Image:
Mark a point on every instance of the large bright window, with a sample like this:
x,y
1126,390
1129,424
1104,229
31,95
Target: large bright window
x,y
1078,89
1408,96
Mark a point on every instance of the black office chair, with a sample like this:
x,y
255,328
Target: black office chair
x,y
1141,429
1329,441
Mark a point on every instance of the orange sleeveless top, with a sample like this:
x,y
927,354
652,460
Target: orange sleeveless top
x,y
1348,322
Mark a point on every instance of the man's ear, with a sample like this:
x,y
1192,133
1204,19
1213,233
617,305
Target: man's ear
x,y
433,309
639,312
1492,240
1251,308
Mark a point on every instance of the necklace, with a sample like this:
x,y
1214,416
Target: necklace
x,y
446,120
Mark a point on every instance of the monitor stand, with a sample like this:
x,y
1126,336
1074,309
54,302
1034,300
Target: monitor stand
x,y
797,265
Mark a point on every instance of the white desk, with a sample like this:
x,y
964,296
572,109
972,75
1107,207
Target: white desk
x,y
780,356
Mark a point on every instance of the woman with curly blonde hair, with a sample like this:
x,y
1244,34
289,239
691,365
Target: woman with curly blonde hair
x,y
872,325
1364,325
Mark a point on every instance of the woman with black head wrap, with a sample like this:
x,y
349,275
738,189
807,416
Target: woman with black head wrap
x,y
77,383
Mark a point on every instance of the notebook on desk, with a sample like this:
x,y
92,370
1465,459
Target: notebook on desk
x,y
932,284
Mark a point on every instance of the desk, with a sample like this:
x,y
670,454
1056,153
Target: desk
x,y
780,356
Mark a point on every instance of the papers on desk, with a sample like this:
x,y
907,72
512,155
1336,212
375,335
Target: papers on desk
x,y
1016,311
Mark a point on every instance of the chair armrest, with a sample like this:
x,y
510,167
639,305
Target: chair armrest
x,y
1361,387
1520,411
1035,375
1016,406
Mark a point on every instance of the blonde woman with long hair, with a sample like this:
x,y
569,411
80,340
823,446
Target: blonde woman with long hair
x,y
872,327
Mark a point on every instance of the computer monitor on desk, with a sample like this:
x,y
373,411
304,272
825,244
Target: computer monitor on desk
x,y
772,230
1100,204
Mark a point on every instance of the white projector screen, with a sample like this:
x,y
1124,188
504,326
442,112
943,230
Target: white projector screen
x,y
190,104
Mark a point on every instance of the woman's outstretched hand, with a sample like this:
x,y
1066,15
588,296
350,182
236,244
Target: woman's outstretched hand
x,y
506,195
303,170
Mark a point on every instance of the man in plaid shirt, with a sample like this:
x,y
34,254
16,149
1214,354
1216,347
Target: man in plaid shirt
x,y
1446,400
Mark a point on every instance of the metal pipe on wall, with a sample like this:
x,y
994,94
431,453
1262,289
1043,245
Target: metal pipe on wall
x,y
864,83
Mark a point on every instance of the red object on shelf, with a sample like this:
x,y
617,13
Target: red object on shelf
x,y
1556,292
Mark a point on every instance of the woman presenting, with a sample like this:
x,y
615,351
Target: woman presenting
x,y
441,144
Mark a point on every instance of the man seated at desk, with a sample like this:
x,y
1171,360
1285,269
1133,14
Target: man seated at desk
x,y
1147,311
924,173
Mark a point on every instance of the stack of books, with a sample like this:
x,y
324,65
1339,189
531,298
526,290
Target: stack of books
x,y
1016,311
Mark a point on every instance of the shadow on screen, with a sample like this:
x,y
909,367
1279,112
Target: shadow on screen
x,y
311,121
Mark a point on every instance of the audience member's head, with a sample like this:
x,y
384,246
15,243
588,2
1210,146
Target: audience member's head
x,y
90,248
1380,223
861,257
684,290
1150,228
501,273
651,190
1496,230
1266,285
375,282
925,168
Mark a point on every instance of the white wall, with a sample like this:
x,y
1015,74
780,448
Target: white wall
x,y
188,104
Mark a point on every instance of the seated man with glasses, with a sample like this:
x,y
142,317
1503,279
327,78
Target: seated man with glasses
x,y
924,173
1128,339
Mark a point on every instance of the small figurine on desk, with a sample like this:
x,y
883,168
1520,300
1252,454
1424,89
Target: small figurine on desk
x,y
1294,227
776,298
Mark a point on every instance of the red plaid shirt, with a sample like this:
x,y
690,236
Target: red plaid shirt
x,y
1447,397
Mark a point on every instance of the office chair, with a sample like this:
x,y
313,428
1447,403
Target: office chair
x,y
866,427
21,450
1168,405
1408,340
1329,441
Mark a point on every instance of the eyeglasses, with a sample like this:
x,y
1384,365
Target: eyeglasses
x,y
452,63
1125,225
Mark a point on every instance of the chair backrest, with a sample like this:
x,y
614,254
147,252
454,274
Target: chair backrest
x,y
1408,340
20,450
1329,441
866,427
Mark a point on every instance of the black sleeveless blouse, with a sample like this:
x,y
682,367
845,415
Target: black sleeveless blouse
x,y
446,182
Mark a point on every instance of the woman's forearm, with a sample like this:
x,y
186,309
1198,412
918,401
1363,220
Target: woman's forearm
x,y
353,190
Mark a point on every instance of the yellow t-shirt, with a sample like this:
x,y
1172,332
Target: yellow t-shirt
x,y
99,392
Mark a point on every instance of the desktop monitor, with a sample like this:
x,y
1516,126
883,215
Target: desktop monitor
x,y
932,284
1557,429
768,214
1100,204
####
** Request **
Could you put everything from the line containing "Mark a point on every instance of the eyeglasses, with" down to the last line of the items, both included, into a numbered list with blank lines left out?

** Answer below **
1. Mark a point on every instance of the eyeglasses, with a sample like this:
2. x,y
3. 1384,365
4. Target: eyeglasses
5. x,y
6. 452,63
7. 1125,225
8. Mark a point on every instance of the chair backrest, with a sample like this:
9. x,y
10. 614,254
11. 147,252
12. 454,274
13. Target: chair backrest
14. x,y
15. 1408,340
16. 20,450
17. 1329,441
18. 866,427
19. Mark a point on every instance of the black sleeveless blouse, with a sample like this:
20. x,y
21. 682,367
22. 845,415
23. Target: black sleeveless blouse
24. x,y
25. 446,182
26. Mark a point on every instance of the woman's forearm, with a sample like this:
27. x,y
28. 186,309
29. 1198,412
30. 918,401
31. 1363,220
32. Target: woman's forearm
33. x,y
34. 353,190
35. Mark a point on every instance of the yellow t-shirt, with a sample like this:
36. x,y
37. 1172,332
38. Target: yellow t-shirt
39. x,y
40. 99,392
41. Mark a point on every instance of the desktop monitor, with a sample like this:
42. x,y
43. 1516,126
44. 883,215
45. Target: desktop monitor
46. x,y
47. 932,284
48. 1557,429
49. 768,214
50. 1100,204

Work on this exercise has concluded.